SUPPLIED PASSAGE
==*==
= Robert Mertens =

German herpetologist

Robert Friedrich Wilhelm Mertens (1 December 1894 – 23 August 1975) was a German herpetologist. Several taxa of reptiles are named after him. He postulated Mertensian mimicry.

Mertens was born in Saint Petersburg, Russia. He moved to Germany in 1912, where he earned a doctorate in zoology from the University of Leipzig in 1915. During World War I, he served in the German army.

Mertens worked at the Senckenberg Museum in Frankfurt for many years, beginning as an assistant in 1919, and retiring as director emeritus in 1960. He also became a lecturer at Goethe University Frankfurt in 1932, and became a Professor there in 1939. Both jobs provided him with ample time for extensive travel and the study of lizards. He collected specimens in 30 countries.

During World War II, he evacuated most of the collections of the Senckenberg Museum to small towns. He also had German soldiers who were fighting overseas collect and ship specimens to him.
==*==
Extract the part of the Robert Mertens text that runs from "Robert Friedrich Wilhelm" down to "in 30 countries.", copying it word for word.

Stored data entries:
==*==
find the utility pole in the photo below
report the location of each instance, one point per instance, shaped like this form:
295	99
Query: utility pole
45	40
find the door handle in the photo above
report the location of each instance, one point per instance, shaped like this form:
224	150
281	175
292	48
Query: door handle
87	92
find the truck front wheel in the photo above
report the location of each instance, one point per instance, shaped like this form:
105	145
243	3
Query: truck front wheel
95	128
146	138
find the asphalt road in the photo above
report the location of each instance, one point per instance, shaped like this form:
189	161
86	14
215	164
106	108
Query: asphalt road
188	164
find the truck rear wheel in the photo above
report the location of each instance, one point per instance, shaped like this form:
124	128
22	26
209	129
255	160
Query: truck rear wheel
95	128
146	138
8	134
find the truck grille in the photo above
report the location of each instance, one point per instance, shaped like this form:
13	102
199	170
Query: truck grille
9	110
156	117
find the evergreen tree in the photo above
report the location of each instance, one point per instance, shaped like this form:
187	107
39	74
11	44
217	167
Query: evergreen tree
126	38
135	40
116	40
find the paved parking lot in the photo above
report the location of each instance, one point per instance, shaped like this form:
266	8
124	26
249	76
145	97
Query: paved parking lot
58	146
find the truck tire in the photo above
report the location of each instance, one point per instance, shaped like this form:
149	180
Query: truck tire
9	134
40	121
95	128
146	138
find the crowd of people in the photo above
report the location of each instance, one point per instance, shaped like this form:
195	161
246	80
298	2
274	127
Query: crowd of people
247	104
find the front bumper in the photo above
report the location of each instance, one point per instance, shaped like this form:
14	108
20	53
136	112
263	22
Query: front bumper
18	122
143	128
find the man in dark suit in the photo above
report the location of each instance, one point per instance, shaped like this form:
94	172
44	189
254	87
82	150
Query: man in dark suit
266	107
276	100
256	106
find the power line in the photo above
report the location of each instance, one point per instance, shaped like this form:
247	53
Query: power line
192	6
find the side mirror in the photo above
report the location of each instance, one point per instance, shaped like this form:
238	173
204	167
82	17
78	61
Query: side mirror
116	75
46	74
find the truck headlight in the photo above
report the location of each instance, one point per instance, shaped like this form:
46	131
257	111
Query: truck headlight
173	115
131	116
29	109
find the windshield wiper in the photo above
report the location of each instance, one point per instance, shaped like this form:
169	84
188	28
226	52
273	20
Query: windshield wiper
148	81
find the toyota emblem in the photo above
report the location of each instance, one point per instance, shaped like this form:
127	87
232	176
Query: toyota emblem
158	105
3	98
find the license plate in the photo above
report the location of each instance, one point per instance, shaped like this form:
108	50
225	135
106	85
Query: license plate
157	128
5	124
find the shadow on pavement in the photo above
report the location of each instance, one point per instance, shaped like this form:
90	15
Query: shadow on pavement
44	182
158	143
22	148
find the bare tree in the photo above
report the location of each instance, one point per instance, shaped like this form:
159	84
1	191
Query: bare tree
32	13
==*==
SOLVED EXERCISE
Robert Friedrich Wilhelm Mertens (1 December 1894 – 23 August 1975) was a German herpetologist. Several taxa of reptiles are named after him. He postulated Mertensian mimicry.

Mertens was born in Saint Petersburg, Russia. He moved to Germany in 1912, where he earned a doctorate in zoology from the University of Leipzig in 1915. During World War I, he served in the German army.

Mertens worked at the Senckenberg Museum in Frankfurt for many years, beginning as an assistant in 1919, and retiring as director emeritus in 1960. He also became a lecturer at Goethe University Frankfurt in 1932, and became a Professor there in 1939. Both jobs provided him with ample time for extensive travel and the study of lizards. He collected specimens in 30 countries.